### PAGE TEXT
Why is it that the value displayed by nNum is 19? What I am trying to do is add the indices of the threads to nNum so the value is supposed to be 0+1+2+3…+19. It turns out that the value displayed is the addition of the last index of the thread to nNum.
This is my code.
main.cpp:
#include <stdio.h>
#include <stdlib.h>
#define NUM 20
extern “C” void test (int* nNum, int nSize);
int main(int argc, char *argv)
{
int temp = 0;
test(&temp, NUM);
printf (“%d\n”, temp);
}
threadstest.cu:
global void compute_testd(int* nNum, int nSize)
{
unsigned int index = threadIdx.x + blockIdx.x * blockDim.x;
if (index < nSize)
{
*nNum += index;
}
}
extern “C” void test (int* nNum, int nSize)

### SUPPLIED INFORMATION
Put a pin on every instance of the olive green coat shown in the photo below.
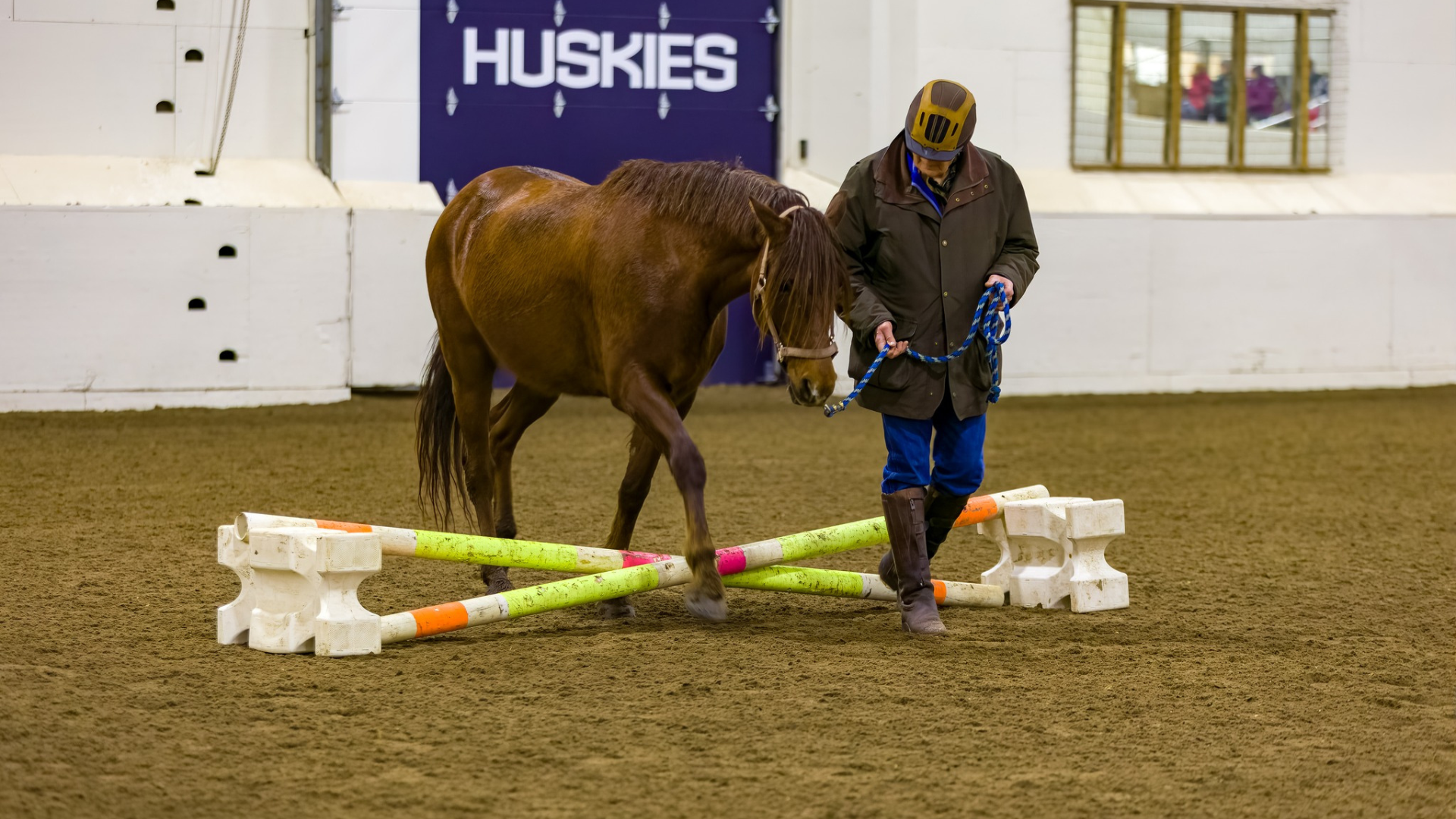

### DIRECTIVES
**1.** Answer from the CUDA forum post:
(a) What value does the poster report that nNum displays?
(b) What value is NUM defined as in main.cpp?
(c) What is the name of the function declared with "global" in threadstest.cu?
**2.** Extend the CUDA forum post from the point at which it stops.
Nothing in the data is needed here.

### RESULTS FOR THE EXERCISE
**1.**
(a) 19
(b) 20
(c) compute_testd

**2.**
{
int* nNumd;
cudaMalloc((void**)&nNumd, sizeof(int));
cudaMemcpy(nNumd, nNum, sizeof(int), cudaMemcpyHostToDevice);
compute_testd<<< ceil((float)nSize/256.0f), 256>>> (nNumd, nSize);
cudaMemcpy(nNum, nNumd, sizeof(int), cudaMemcpyDeviceToHost);
cudaFree(nNumd);
}
And is there a way for us to put this loop into CUDA:
for (int i = 0; i < 20; i++)
{
for (int j = 0; j < 20; j++)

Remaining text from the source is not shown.